Pauvres et pollués

Risques industriels, pollutions, bruit… Les plus pauvres sont les plus exposés aux dégradations écologiques. Les politiques publiques n’en tiennent aucun compte.

Patrick Piro  • 6 octobre 2011 abonné·es

C’est une évidence spontanément perceptible : les milieux dégradés, qu’il s’agisse d’habitat ou de lieux de travail, comptent les plus fortes proportions de personnes à bas revenus. Inégalités environnementales et sociales ont tendance à se cumuler. Cette corrélation est cependant peu étudiée. Elle a émergé comme thème de recherche depuis une dizaine d’années, mais avec timidité, et sa portée qualitative et quantitative n’apparaît encore que partiellement, à l’occasion d’études sectorielles. Accès réduit à la nature, exposition forte aux risques industriels et aux toxiques, excès de contraintes liées aux lieux d’habitation (bruit, énergie), recrudescence d’affections sanitaires dues à la piètre qualité de l’air…

L’empoisonnement à l’amiante est l’une des affaires les plus emblématiques. On recense déjà 35 000 morts, et un rapport sénatorial de 2006 estimait que les maladies pulmonaires induites par l’inhalation de fibres d’amiante pourraient causer jusqu’à 100 000 décès supplémentaires d’ici à 2025. Pour l’essentiel en milieu professionnel et ouvrier : l’immense majorité des personnes concernées sont des travailleurs manuels – production d’amiante, bâtiment, construction navale… Alors que les industriels ont tout fait, pendant des ­décennies, pour retarder le bannissement de cette matière que l’on sait toxique depuis 1905, cet immense scandale a pu être qualifié « d’épidémie de classe ».

DONNÉES DE L'EXERCICE:
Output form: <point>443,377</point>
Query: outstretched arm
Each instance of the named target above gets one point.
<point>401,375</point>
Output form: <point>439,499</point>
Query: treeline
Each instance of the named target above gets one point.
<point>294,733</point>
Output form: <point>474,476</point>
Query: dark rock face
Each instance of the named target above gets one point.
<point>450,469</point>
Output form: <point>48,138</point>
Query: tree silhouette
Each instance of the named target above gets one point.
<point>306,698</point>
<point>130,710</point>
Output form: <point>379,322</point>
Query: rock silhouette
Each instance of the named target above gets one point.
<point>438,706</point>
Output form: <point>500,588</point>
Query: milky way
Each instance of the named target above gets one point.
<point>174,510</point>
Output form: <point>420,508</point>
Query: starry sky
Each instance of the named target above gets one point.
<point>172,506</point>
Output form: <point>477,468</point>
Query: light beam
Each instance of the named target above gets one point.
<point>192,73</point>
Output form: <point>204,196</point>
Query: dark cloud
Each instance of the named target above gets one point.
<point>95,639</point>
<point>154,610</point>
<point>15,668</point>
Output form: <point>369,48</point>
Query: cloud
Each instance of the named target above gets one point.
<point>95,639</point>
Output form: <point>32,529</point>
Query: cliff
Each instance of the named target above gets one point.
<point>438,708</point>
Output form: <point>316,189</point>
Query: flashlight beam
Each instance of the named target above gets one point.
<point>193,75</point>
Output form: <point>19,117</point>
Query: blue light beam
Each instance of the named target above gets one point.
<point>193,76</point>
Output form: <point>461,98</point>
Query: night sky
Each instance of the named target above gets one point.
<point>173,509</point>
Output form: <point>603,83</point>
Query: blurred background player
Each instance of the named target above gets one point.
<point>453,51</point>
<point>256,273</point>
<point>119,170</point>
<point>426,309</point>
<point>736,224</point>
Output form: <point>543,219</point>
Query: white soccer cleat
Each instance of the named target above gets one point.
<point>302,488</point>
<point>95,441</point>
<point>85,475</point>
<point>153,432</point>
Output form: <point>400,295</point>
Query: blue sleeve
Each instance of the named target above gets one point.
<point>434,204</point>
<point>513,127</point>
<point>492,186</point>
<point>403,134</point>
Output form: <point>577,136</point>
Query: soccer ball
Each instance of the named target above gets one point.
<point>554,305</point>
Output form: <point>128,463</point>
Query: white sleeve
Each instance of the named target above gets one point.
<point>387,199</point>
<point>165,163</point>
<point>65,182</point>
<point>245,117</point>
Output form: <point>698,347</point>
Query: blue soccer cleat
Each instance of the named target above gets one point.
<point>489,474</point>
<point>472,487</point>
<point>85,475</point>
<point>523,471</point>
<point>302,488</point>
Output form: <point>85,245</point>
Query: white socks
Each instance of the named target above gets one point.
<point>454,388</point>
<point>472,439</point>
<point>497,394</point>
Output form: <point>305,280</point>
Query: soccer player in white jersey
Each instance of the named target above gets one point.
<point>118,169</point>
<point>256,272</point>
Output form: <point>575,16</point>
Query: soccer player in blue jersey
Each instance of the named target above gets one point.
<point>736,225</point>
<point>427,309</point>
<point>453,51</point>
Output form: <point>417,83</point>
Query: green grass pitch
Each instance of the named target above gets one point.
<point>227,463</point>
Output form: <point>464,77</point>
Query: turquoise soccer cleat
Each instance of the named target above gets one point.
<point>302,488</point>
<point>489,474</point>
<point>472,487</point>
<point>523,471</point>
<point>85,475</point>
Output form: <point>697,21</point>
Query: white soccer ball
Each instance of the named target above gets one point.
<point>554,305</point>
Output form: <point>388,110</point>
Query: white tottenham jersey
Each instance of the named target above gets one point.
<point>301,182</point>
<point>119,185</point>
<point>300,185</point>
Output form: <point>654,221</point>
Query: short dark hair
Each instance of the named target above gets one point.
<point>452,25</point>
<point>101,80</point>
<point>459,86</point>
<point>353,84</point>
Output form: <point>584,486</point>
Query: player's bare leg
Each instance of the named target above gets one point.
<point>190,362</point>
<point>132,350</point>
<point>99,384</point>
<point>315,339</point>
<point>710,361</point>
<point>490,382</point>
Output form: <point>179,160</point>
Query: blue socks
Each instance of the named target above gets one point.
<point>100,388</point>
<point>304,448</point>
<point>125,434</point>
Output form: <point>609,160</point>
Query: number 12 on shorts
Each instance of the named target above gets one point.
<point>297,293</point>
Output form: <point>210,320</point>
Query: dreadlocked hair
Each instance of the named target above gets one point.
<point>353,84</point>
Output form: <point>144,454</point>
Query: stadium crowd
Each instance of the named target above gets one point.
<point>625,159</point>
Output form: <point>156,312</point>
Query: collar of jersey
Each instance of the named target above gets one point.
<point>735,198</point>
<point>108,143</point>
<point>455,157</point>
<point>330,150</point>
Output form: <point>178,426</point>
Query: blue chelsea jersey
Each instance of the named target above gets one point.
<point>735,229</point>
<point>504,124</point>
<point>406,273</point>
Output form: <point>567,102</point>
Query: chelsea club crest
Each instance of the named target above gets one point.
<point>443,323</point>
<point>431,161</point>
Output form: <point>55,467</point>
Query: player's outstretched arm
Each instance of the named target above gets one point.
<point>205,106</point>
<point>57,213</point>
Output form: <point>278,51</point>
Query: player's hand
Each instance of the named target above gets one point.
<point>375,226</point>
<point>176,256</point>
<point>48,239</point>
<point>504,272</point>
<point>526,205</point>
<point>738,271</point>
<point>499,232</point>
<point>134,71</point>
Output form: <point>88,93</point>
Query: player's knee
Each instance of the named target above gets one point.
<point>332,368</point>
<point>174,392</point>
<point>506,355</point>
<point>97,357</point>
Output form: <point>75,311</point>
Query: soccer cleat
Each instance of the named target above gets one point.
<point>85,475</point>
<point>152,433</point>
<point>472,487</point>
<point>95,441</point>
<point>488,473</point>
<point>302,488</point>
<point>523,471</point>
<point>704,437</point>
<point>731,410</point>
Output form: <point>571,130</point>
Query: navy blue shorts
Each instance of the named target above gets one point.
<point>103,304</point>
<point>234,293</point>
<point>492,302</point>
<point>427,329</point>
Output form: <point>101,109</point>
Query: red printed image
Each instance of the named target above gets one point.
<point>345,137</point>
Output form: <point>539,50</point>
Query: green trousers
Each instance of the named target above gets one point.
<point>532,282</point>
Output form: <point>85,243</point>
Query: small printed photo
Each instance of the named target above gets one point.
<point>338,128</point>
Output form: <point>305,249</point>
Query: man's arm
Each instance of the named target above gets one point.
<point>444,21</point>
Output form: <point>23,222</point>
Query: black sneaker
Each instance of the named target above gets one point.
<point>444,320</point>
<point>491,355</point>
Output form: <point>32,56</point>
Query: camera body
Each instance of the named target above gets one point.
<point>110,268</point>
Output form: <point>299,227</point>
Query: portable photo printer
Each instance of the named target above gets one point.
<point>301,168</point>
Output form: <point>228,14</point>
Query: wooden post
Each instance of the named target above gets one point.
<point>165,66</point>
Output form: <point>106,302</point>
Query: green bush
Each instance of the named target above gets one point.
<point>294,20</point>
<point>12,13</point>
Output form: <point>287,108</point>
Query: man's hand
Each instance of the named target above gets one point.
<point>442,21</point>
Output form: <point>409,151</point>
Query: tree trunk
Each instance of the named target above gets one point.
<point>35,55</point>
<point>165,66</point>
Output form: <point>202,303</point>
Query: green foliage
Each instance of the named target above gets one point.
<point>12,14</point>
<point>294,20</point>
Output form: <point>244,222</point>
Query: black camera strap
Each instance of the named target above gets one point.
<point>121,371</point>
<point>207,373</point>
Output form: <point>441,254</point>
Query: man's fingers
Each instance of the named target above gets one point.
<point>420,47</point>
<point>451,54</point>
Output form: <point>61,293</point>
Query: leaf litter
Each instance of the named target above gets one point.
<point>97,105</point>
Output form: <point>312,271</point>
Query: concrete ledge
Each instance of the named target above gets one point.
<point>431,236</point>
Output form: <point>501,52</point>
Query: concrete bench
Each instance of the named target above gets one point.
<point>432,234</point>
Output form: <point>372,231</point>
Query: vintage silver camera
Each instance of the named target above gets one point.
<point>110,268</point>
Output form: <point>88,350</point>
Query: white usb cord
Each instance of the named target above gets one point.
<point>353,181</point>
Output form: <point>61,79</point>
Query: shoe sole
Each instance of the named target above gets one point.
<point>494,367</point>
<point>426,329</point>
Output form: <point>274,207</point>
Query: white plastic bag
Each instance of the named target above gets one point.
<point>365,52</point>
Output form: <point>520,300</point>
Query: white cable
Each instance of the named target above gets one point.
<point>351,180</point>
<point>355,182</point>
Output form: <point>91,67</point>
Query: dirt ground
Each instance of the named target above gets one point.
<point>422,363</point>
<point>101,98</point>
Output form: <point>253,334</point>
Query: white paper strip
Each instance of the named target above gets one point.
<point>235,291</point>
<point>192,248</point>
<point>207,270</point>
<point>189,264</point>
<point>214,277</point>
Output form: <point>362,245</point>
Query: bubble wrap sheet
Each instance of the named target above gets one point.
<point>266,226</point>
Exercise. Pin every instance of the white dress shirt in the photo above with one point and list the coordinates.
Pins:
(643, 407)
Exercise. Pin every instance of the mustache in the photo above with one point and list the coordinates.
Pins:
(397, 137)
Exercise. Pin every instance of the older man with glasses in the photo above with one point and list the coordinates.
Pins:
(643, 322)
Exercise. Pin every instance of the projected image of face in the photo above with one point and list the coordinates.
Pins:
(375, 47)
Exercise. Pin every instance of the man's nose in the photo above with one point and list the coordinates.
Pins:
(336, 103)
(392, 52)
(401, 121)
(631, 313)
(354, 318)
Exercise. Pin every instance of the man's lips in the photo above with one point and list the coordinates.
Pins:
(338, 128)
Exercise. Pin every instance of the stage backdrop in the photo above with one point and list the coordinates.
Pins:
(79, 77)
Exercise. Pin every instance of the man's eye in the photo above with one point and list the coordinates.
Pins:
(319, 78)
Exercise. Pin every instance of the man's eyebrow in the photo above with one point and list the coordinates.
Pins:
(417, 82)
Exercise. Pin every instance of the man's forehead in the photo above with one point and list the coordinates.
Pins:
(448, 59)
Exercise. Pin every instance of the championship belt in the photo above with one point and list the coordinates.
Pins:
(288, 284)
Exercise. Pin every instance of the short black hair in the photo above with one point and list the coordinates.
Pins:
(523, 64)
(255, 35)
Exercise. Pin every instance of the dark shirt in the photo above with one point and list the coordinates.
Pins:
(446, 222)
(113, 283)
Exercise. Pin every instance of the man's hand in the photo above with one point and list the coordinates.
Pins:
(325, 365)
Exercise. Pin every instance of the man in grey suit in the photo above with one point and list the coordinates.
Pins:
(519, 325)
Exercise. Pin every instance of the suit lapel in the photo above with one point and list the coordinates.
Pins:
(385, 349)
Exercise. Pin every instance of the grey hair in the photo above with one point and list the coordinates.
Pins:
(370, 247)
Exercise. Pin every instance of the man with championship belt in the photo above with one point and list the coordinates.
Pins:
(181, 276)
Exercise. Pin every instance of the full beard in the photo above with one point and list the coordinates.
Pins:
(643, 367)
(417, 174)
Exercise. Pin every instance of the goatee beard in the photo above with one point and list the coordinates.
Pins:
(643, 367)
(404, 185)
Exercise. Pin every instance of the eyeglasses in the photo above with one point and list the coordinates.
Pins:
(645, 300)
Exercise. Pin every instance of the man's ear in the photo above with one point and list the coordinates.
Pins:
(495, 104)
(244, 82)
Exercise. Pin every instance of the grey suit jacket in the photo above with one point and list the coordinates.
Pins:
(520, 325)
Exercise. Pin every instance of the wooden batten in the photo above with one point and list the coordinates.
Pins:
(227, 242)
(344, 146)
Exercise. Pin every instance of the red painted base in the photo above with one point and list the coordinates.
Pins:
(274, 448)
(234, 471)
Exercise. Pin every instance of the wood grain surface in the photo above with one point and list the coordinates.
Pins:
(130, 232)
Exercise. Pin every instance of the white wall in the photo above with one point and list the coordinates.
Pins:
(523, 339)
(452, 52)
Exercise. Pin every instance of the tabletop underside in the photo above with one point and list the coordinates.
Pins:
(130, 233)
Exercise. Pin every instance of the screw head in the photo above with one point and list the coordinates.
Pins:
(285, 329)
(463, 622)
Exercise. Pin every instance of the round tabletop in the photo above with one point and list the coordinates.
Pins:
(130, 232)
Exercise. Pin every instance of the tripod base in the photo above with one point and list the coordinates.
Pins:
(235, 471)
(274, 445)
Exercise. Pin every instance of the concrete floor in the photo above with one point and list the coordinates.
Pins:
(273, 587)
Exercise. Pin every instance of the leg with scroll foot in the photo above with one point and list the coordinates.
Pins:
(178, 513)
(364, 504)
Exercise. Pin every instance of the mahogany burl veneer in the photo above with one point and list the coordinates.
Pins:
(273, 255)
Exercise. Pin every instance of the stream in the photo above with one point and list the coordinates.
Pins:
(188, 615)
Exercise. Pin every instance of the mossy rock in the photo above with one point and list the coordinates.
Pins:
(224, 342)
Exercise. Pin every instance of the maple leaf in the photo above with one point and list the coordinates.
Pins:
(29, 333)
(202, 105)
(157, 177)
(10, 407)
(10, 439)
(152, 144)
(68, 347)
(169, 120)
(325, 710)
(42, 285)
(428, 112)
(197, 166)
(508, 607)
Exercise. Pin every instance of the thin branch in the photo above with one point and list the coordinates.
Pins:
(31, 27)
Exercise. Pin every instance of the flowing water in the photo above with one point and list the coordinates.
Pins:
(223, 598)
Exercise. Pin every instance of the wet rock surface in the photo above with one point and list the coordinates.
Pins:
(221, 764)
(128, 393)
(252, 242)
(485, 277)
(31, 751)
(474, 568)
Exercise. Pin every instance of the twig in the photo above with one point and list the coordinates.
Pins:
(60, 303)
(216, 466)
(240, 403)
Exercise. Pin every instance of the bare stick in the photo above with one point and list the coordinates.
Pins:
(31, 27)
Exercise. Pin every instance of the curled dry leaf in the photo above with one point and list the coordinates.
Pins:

TRAVAIL À FAIRE:
**a.** D'après le passage retenu, combien de décès supplémentaires un rapport sénatorial de 2006 envisageait-il d'ici à 2025 à cause de l'amiante ?
**b.** Relevez tous les secteurs de travail manuel que le passage retenu mentionne à propos de l'amiante.
**c.** Recopiez s'il vous plaît le passage retenu, en commençant à « Pauvres et pollués » et en terminant à « tiennent aucun compte. ».

LISTE DES RÉPONSES:
**a.** Jusqu'à 100 000 décès supplémentaires.

**b.** Production d'amiante, bâtiment, construction navale.

**c.**
Pauvres et pollués

Risques industriels, pollutions, bruit… Les plus pauvres sont les plus exposés aux dégradations écologiques. Les politiques publiques n’en tiennent aucun compte.